YOUR TASK >> List every line of the records below that contains the word "green", reproducing each such line in full. Only matches in the same letter case count.

Point-based annotation data
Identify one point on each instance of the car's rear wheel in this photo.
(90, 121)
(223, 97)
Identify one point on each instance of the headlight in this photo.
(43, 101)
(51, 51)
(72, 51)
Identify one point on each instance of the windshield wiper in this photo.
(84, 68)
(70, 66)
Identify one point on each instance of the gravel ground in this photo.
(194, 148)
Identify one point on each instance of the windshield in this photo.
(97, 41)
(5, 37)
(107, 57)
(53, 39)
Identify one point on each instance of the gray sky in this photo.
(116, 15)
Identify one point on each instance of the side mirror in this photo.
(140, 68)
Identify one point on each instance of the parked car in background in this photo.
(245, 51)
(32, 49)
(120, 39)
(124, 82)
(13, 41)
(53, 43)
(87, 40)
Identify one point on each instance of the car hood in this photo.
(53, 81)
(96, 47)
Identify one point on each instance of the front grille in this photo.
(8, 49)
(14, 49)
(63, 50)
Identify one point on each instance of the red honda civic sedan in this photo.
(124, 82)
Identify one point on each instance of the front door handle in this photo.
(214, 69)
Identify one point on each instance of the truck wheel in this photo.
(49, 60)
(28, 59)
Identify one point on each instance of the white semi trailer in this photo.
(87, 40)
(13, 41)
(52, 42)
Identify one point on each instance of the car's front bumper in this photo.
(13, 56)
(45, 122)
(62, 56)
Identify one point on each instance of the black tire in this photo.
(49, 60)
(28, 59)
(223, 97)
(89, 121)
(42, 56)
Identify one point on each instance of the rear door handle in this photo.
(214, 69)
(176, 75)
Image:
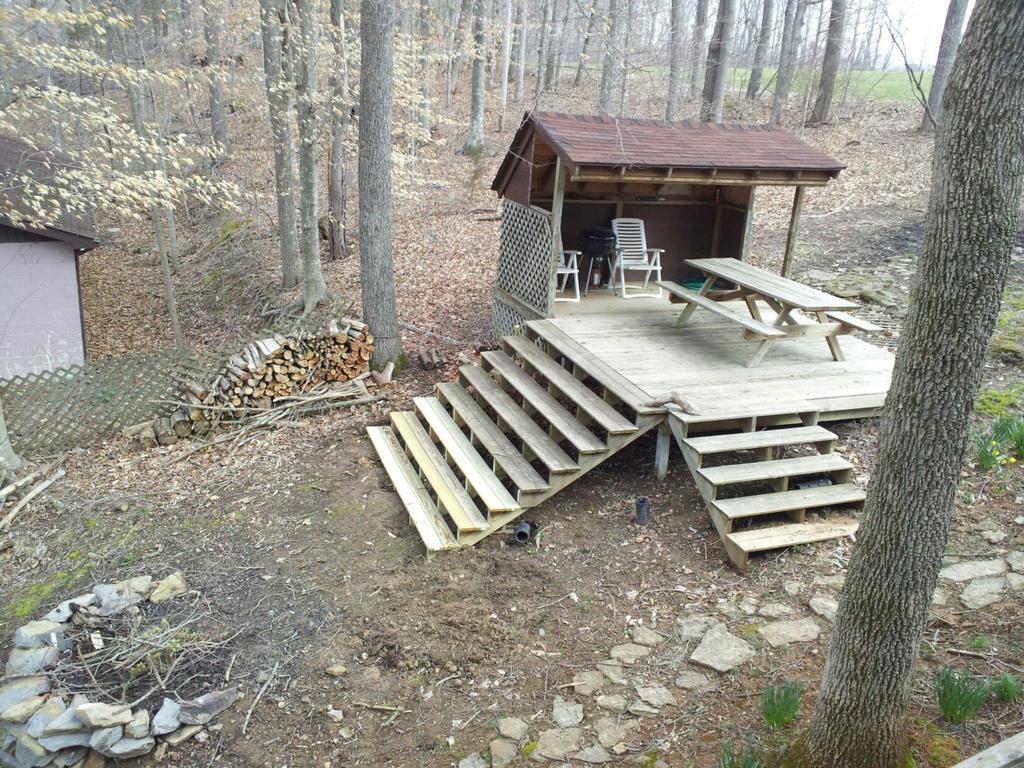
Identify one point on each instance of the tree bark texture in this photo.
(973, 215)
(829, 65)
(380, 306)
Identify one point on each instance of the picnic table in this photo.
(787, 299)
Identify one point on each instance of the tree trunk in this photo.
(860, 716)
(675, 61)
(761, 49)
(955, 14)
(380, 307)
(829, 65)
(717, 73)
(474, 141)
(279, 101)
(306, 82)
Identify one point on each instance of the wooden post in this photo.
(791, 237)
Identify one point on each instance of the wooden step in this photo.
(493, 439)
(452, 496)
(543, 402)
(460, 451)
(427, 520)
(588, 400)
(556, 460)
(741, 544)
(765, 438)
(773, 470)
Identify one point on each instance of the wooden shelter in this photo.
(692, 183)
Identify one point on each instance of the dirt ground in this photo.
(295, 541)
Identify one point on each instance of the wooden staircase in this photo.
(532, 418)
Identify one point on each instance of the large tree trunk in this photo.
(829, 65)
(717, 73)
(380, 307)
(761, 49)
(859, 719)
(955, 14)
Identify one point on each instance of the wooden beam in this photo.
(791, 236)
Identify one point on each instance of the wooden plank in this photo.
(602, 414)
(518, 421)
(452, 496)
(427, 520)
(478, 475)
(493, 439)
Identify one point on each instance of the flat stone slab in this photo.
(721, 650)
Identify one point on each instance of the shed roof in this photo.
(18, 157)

--

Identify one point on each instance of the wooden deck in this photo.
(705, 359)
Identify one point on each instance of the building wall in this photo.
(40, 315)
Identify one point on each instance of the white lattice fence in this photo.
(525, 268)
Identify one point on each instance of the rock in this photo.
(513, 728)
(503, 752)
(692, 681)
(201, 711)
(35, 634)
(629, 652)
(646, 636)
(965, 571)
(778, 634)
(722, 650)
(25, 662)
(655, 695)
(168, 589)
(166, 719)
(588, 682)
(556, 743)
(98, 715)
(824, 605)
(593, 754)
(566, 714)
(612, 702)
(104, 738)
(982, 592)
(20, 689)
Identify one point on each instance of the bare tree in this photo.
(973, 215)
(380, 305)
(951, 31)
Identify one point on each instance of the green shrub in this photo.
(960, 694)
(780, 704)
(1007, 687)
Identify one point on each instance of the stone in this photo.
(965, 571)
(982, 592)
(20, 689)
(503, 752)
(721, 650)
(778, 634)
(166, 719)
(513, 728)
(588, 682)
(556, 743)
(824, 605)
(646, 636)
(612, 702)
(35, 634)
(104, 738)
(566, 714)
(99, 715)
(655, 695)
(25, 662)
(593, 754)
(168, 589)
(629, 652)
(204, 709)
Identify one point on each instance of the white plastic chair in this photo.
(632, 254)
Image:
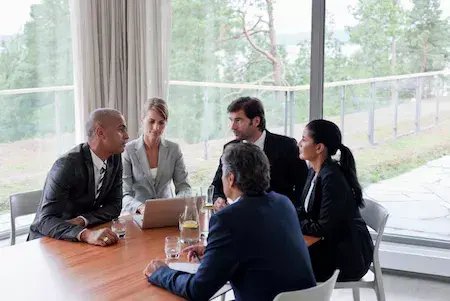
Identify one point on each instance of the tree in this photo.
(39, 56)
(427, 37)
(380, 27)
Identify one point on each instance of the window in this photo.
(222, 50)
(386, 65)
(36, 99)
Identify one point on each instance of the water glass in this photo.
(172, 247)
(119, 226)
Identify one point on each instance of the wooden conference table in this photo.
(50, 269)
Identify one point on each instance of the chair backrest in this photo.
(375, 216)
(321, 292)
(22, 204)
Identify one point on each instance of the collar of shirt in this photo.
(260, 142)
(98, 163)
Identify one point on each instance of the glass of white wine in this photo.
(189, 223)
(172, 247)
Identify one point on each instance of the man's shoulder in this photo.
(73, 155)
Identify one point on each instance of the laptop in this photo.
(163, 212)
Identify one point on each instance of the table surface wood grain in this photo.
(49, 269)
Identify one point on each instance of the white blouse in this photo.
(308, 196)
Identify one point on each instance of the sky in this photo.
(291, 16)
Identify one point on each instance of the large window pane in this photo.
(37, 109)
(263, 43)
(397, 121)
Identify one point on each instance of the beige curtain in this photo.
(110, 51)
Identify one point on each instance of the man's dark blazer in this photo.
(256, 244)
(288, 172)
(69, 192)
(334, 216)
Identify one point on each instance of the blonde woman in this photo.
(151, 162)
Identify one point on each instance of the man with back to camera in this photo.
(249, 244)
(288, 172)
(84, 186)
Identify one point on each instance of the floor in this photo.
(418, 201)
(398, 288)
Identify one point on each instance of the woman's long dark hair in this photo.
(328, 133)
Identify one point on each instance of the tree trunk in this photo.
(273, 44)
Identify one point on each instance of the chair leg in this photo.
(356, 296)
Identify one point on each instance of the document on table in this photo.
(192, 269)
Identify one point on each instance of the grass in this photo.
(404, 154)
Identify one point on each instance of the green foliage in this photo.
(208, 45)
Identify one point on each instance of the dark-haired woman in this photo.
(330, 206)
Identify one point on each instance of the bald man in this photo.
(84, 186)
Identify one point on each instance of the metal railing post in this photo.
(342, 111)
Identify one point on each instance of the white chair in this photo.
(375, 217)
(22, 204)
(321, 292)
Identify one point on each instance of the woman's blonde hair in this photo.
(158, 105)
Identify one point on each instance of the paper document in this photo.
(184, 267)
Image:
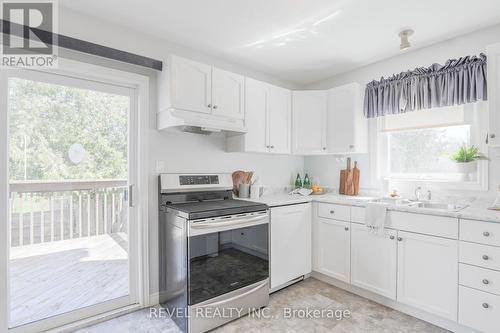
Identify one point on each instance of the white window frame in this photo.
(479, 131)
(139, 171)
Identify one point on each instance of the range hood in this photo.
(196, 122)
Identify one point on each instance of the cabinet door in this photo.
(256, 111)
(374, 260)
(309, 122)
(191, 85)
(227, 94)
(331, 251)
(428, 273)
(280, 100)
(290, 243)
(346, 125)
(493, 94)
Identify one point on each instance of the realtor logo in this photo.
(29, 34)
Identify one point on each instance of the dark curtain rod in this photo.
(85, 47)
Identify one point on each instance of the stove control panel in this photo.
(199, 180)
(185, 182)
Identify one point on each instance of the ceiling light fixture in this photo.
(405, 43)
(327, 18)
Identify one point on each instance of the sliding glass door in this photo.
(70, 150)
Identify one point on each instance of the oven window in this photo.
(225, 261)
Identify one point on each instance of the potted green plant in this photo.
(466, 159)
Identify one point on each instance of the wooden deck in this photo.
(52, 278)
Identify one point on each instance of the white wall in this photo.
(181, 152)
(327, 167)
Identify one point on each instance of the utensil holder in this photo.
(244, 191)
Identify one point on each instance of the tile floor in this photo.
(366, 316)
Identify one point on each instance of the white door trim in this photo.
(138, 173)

==

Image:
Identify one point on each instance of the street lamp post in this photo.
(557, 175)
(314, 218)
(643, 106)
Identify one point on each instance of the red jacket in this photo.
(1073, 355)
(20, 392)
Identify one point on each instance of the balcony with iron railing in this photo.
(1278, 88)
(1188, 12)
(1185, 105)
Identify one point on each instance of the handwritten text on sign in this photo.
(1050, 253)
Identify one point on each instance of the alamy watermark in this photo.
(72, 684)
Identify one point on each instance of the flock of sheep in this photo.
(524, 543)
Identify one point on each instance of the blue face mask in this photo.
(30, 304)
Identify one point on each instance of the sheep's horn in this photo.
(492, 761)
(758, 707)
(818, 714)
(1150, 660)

SOLUTION FOR THIS PROBLEM >>
Identify one point on each instance of the green shrub in this photo.
Identify one point on each instance of the green foliage in this photo.
Identify one point on each instance of the potted green plant in this photo.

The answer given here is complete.